# Start of DATA TO PROCESS

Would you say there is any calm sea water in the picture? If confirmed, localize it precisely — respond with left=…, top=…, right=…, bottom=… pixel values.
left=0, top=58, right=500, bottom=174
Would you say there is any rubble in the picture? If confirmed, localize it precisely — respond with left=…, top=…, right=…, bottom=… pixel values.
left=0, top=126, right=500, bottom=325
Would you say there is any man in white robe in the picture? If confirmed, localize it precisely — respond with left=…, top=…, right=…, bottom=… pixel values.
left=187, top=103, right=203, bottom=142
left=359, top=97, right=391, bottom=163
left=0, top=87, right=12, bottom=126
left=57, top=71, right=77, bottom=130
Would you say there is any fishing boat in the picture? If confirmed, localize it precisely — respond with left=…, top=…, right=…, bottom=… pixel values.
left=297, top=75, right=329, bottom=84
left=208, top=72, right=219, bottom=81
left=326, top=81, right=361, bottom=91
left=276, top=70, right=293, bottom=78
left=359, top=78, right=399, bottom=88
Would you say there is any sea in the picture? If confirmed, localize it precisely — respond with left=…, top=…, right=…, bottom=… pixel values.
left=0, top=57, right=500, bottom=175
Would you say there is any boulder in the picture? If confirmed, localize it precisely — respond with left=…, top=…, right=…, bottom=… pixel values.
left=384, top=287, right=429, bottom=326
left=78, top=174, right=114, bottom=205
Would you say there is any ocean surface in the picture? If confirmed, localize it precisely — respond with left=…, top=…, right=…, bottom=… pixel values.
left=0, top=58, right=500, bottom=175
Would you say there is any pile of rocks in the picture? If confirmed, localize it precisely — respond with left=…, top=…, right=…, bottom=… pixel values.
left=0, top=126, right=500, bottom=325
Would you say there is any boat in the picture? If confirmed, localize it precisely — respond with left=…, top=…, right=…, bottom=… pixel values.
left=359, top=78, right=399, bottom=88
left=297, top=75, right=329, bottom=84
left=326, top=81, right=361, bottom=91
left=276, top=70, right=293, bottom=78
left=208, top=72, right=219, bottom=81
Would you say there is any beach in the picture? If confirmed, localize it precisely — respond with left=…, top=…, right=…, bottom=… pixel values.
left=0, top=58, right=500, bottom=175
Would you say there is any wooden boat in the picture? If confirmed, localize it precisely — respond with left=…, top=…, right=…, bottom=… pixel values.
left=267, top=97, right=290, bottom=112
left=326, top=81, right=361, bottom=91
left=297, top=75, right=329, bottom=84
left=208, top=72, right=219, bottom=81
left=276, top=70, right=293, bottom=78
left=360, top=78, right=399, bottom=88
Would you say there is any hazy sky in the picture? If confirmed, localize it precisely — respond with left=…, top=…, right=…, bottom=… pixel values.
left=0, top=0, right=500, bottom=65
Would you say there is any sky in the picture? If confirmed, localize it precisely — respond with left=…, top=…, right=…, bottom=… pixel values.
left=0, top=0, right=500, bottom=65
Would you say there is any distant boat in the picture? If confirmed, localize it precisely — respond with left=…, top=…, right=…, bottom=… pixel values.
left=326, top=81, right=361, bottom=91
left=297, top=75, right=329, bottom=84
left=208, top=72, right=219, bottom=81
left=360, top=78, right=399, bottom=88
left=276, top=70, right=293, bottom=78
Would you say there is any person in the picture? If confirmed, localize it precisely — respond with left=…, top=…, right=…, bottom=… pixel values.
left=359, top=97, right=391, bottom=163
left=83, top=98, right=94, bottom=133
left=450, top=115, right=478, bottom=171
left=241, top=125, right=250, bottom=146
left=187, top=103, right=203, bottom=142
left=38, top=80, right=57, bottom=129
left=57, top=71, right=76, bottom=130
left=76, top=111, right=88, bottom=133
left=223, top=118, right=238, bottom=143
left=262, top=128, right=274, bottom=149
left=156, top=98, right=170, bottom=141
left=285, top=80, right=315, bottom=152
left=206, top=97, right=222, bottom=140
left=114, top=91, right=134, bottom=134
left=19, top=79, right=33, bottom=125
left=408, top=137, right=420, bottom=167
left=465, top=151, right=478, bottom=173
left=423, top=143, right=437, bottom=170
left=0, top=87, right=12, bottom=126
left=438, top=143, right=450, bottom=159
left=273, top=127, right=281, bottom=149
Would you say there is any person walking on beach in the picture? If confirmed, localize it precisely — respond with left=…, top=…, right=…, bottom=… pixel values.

# End of DATA TO PROCESS

Could you copy, unchanged, everything from the start of the records down to and including the line containing "left=57, top=71, right=77, bottom=130"?

Would you say there is any calm sea water in the picture? If confirmed, localize it precisely — respond with left=…, top=…, right=…, bottom=… pixel values.
left=0, top=58, right=500, bottom=174
Would you say there is any rubble in the picture? If confirmed, localize it precisely — respond with left=…, top=…, right=…, bottom=… pixel values.
left=0, top=126, right=500, bottom=325
Would you say there is any man in white robe in the picture? If confirmed, localize it precisely — respond with left=…, top=…, right=…, bottom=… pixel values.
left=187, top=103, right=203, bottom=142
left=359, top=97, right=391, bottom=163
left=0, top=87, right=12, bottom=126
left=57, top=71, right=77, bottom=130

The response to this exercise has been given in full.